++++ Lijst van items
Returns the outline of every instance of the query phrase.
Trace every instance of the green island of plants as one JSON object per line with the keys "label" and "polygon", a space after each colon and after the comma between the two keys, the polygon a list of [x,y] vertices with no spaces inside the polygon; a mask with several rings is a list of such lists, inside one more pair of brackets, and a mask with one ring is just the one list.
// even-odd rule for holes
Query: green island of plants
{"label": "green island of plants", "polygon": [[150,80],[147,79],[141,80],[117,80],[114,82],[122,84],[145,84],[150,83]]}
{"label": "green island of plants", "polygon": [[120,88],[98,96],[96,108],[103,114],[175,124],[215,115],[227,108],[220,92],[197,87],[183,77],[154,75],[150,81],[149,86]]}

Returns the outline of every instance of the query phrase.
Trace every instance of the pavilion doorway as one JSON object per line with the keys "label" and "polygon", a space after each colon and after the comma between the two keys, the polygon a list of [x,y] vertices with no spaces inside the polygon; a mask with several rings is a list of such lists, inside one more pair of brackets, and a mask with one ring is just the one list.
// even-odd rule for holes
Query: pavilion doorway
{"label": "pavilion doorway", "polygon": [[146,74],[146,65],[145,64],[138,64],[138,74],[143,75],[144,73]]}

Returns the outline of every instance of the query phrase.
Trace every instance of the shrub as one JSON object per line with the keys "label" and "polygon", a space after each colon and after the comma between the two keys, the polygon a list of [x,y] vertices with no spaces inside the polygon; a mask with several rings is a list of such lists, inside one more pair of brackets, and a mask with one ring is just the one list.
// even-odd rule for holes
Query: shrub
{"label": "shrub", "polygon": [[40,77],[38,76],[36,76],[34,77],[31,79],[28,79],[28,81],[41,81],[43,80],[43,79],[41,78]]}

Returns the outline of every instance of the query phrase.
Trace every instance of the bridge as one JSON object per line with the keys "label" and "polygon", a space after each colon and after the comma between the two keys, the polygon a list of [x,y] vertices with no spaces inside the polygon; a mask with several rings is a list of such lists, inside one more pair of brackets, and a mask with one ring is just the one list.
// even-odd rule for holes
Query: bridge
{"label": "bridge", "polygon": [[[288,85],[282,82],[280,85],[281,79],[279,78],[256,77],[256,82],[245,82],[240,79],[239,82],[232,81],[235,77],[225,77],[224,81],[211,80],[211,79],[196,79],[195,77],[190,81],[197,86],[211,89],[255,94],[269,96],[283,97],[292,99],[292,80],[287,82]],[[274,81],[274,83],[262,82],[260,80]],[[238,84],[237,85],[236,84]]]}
++++++++
## Wat nodig is:
Zet alle regels van de bovenstaande items om in een Markdown-tabel met de kolommen "Nr" en "Regel". Sla lege regels over.

## Antwoord op opgave:
| Nr | Regel |
|---|---|
| 1 | Returns the outline of every instance of the query phrase. |
| 2 | Trace every instance of the green island of plants as one JSON object per line with the keys "label" and "polygon", a space after each colon and after the comma between the two keys, the polygon a list of [x,y] vertices with no spaces inside the polygon; a mask with several rings is a list of such lists, inside one more pair of brackets, and a mask with one ring is just the one list. |
| 3 | // even-odd rule for holes |
| 4 | Query: green island of plants |
| 5 | {"label": "green island of plants", "polygon": [[150,80],[147,79],[141,80],[117,80],[114,82],[122,84],[145,84],[150,83]]} |
| 6 | {"label": "green island of plants", "polygon": [[120,88],[98,96],[96,108],[103,114],[175,124],[215,115],[227,108],[220,92],[197,87],[183,77],[154,75],[150,81],[149,86]]} |
| 7 | Returns the outline of every instance of the query phrase. |
| 8 | Trace every instance of the pavilion doorway as one JSON object per line with the keys "label" and "polygon", a space after each colon and after the comma between the two keys, the polygon a list of [x,y] vertices with no spaces inside the polygon; a mask with several rings is a list of such lists, inside one more pair of brackets, and a mask with one ring is just the one list. |
| 9 | // even-odd rule for holes |
| 10 | Query: pavilion doorway |
| 11 | {"label": "pavilion doorway", "polygon": [[146,74],[146,65],[145,64],[138,64],[138,74],[143,75],[144,73]]} |
| 12 | Returns the outline of every instance of the query phrase. |
| 13 | Trace every instance of the shrub as one JSON object per line with the keys "label" and "polygon", a space after each colon and after the comma between the two keys, the polygon a list of [x,y] vertices with no spaces inside the polygon; a mask with several rings is a list of such lists, inside one more pair of brackets, and a mask with one ring is just the one list. |
| 14 | // even-odd rule for holes |
| 15 | Query: shrub |
| 16 | {"label": "shrub", "polygon": [[40,77],[38,76],[36,76],[34,77],[31,79],[28,79],[28,81],[41,81],[43,80],[43,79],[41,78]]} |
| 17 | Returns the outline of every instance of the query phrase. |
| 18 | Trace every instance of the bridge as one JSON object per line with the keys "label" and "polygon", a space after each colon and after the comma between the two keys, the polygon a list of [x,y] vertices with no spaces inside the polygon; a mask with several rings is a list of such lists, inside one more pair of brackets, and a mask with one ring is just the one list. |
| 19 | // even-odd rule for holes |
| 20 | Query: bridge |
| 21 | {"label": "bridge", "polygon": [[[288,85],[282,82],[280,85],[281,79],[279,78],[256,77],[256,82],[245,82],[240,79],[239,82],[232,81],[235,77],[225,77],[224,81],[211,80],[211,79],[196,79],[195,77],[190,81],[197,86],[211,89],[255,94],[269,96],[283,97],[292,99],[292,80],[287,82]],[[274,81],[274,83],[262,82],[260,80]],[[238,84],[237,85],[236,84]]]} |